◆ Document section ◆
====

Are you sure you are not looking at max_sectors (not max_hw_sectors) ?
For an average SATA HDD, generally, you get:

# cat max_hw_sectors_kb
32764
# cat max_sectors_kb
1280

So 32MB max command size per hardware limitations. That one cannot be changed.
The block IO layer uses the 1280KB soft limit defined by max_sectors
(max_sectors_kb in sysfs) but the user can tune this from 1 sector up to
max_hw_sectors_kb.

> 
>>> The other two users of iomap for buffered io (gfs2 and zonefs) don't
>>> have a means to defer and combine ioends like xfs does.  Do you think
>>> they should?  I think it's still possible to trip the softlockup there.

====

◆ Data provided ◆
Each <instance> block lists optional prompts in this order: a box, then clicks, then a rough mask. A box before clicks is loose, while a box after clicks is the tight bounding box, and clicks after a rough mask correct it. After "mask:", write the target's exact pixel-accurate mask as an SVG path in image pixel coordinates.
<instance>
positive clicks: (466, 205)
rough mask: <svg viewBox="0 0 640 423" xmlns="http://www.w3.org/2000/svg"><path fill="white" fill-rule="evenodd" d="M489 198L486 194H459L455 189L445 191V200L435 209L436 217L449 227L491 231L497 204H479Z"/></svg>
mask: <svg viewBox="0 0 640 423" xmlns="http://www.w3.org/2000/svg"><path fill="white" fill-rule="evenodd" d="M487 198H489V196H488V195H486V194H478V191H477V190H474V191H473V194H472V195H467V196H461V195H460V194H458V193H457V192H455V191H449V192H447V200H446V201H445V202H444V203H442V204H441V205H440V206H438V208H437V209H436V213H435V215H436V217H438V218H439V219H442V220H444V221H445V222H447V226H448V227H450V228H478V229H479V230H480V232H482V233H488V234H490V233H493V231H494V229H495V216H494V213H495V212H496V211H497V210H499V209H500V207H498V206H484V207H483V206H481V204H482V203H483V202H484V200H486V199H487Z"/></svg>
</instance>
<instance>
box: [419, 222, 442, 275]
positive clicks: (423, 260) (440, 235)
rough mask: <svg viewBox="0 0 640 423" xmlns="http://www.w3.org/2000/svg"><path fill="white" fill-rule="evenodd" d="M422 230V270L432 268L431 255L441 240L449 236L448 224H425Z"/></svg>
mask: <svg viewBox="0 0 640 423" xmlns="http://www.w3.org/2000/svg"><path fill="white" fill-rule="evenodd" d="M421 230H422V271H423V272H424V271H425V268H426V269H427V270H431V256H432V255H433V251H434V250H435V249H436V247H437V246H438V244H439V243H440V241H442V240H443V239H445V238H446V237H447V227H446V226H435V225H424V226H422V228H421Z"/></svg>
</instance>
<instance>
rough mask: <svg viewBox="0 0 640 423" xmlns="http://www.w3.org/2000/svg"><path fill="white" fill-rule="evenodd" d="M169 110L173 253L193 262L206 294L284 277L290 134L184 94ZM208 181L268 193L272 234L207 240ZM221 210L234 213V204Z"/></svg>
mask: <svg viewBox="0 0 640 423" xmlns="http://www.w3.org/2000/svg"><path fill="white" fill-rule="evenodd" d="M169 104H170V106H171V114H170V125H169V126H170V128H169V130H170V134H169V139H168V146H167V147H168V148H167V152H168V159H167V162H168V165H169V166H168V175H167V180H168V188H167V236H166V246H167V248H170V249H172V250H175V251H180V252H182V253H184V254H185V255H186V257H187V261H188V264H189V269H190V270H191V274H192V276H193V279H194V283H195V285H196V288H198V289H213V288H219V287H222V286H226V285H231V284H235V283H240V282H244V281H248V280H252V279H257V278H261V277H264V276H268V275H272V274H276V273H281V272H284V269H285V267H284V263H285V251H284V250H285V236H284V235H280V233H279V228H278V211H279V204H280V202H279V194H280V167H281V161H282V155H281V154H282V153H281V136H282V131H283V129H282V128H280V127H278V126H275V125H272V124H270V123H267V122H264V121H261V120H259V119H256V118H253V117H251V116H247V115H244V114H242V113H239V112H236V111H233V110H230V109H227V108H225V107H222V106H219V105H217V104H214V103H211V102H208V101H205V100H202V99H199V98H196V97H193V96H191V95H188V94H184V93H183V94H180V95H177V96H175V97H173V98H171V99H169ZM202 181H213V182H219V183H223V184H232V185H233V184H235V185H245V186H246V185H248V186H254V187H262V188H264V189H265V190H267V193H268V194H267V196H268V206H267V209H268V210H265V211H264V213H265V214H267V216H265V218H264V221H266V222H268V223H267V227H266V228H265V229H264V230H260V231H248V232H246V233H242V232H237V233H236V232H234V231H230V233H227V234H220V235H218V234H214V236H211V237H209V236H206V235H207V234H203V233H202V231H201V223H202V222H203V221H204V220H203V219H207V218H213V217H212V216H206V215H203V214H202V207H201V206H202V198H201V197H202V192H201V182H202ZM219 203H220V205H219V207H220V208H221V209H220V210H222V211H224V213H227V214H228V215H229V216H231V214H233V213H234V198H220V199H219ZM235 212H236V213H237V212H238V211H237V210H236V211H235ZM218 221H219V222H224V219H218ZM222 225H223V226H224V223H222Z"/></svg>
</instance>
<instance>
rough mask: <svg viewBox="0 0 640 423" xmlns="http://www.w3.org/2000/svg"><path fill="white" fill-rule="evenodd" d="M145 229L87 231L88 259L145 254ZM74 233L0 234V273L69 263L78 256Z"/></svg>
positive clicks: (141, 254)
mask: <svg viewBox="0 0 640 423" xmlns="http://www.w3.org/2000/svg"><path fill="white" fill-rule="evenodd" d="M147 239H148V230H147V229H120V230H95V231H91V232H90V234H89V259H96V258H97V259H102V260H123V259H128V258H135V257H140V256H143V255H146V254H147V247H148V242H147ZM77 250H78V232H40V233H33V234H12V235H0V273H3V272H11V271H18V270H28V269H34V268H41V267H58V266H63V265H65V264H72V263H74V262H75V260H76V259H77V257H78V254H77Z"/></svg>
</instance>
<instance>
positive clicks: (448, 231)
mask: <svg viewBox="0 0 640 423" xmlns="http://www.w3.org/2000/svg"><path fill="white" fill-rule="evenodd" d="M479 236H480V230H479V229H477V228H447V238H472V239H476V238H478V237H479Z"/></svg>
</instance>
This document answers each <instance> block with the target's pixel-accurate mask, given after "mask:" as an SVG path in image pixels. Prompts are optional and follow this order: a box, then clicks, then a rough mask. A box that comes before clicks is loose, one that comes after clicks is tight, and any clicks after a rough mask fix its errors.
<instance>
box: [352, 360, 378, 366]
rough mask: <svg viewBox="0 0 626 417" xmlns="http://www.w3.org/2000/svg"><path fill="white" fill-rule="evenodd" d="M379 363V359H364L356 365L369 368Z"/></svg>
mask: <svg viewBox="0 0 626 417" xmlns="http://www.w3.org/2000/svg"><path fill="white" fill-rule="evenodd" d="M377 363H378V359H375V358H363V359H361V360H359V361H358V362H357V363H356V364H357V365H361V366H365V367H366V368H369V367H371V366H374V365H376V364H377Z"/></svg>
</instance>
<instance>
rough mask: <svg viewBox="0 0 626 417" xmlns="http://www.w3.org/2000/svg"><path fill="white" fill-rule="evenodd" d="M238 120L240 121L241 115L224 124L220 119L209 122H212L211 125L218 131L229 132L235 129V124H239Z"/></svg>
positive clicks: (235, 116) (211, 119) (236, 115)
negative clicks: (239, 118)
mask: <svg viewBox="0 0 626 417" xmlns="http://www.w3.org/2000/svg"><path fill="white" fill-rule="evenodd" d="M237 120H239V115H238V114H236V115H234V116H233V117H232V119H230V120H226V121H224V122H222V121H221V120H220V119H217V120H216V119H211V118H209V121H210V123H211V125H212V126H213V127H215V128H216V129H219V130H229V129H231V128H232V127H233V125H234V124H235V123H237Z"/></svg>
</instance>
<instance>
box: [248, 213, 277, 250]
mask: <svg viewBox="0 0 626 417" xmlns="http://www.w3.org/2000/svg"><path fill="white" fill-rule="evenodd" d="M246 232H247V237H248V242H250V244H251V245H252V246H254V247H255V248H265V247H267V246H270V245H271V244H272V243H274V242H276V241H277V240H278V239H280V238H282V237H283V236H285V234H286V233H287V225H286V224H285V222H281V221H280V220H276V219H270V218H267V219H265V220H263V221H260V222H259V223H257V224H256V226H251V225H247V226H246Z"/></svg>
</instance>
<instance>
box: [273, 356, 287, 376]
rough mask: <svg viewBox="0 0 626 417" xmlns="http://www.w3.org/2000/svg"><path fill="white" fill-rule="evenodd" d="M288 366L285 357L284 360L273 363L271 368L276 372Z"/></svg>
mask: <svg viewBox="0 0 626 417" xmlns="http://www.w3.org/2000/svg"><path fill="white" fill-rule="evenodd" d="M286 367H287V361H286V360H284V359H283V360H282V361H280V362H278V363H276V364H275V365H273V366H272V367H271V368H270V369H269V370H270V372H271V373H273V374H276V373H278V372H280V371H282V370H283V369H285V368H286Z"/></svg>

====

◆ What you should do ◆
Answer these questions from the forum excerpt on disk sector limits:
1. What value does max_hw_sectors_kb show for an average SATA HDD?
2. What soft limit does the block IO layer use?
3. Which two other users of iomap for buffered io are named?
The rows come from a separate source, unrelated to the forum excerpt.

◆ Answer box ◆
1. 32764
2. 1280KB, defined by max_sectors (max_sectors_kb in sysfs)
3. gfs2 and zonefs